Items stored from a collection ::
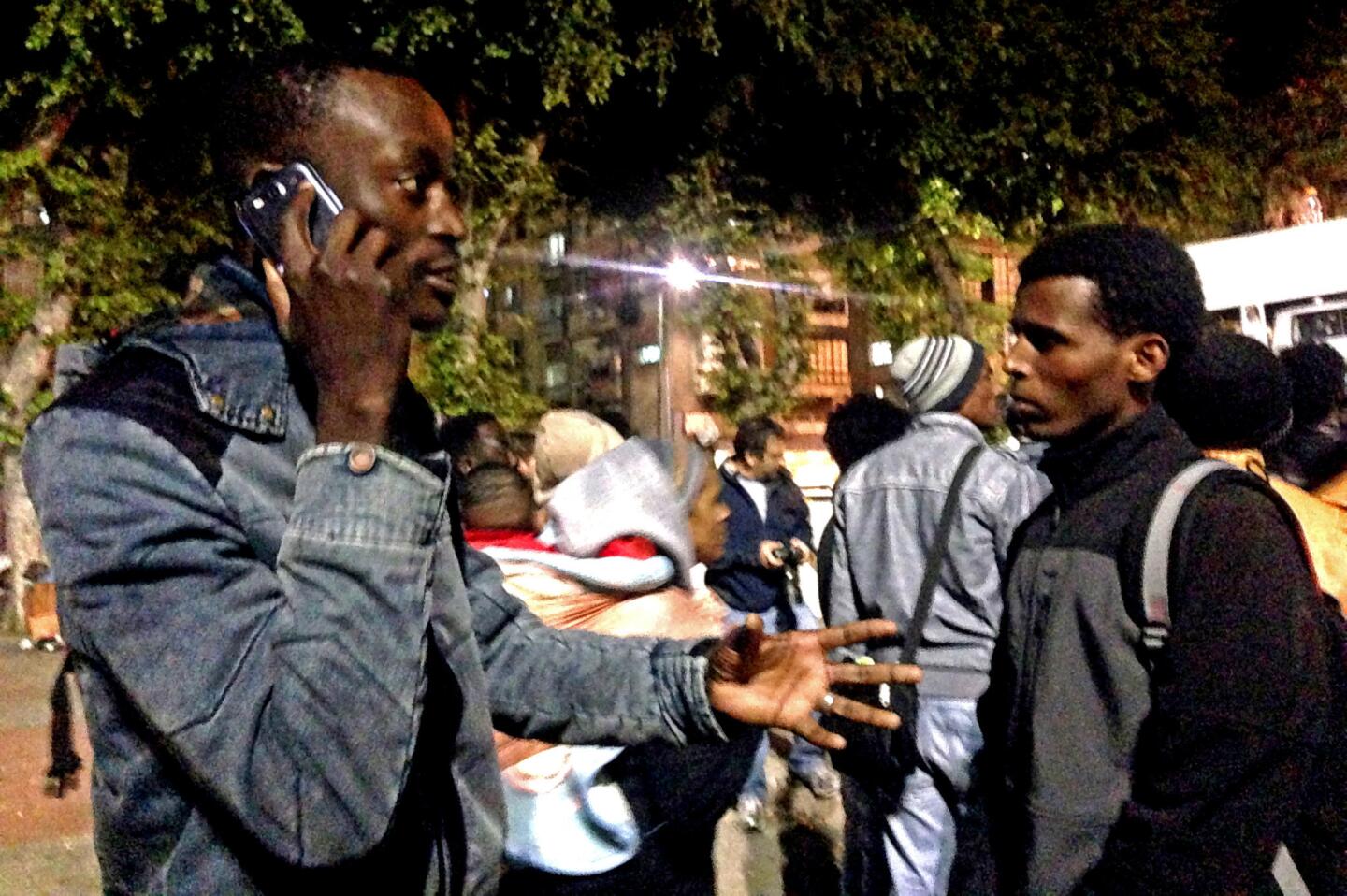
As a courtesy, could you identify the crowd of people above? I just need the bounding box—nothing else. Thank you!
[24,49,1347,896]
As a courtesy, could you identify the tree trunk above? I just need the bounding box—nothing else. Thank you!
[0,283,76,624]
[916,221,971,337]
[456,134,547,329]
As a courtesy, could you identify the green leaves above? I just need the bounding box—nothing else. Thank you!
[413,314,547,428]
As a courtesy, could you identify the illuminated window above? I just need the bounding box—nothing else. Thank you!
[547,230,566,264]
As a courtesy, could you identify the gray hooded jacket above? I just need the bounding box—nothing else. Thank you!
[830,412,1050,698]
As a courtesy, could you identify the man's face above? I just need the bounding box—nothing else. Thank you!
[742,435,786,480]
[1007,276,1164,442]
[959,361,1005,430]
[306,70,465,330]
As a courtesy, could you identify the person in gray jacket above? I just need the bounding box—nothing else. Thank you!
[24,61,916,895]
[830,336,1048,896]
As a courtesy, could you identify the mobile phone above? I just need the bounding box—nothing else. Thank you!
[235,162,342,268]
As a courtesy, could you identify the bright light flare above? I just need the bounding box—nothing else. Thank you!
[664,259,702,293]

Exercise objective ::
Reproduce all of the material above verbatim, leaving out the pictures.

The result ::
As a courtesy, could you identify the crowd of people above? I just need the bounding box—nothing else. Thank you!
[24,49,1347,896]
As a courtesy, could you identify the tree trunk above? I just need the bounding box—nothing else. Thank you!
[0,283,76,624]
[916,221,971,337]
[456,134,547,329]
As a courtesy, could you identify the green leaves above? I just need the bounding box—nothing else. Thank you!
[413,314,547,428]
As a courtesy, could you identify the illuminated window above? I just need the bounding box—nothing else. Thank you!
[547,230,566,264]
As a courtesy, could you identify the gray hooded jacket above? I just need the bounding box—nothing else. Thank you!
[830,412,1050,698]
As a courtesy, could you identify the man's face above? I just need the bounding box—nothing else. Thank you!
[742,435,786,480]
[1007,276,1164,442]
[959,361,1005,430]
[306,70,465,330]
As a courtesy, could you identify the person in gray jacket above? I just need the bounding box—nothing else. Thank you!
[24,61,916,895]
[830,336,1048,896]
As a courtesy, could you identify the mobile phone above? I just need the bounding box—nothing else. Thank you!
[235,162,342,268]
As a courtesy, could you identify the bright light flare above? I just need the bounding box—nothing else. Thank you!
[664,259,702,293]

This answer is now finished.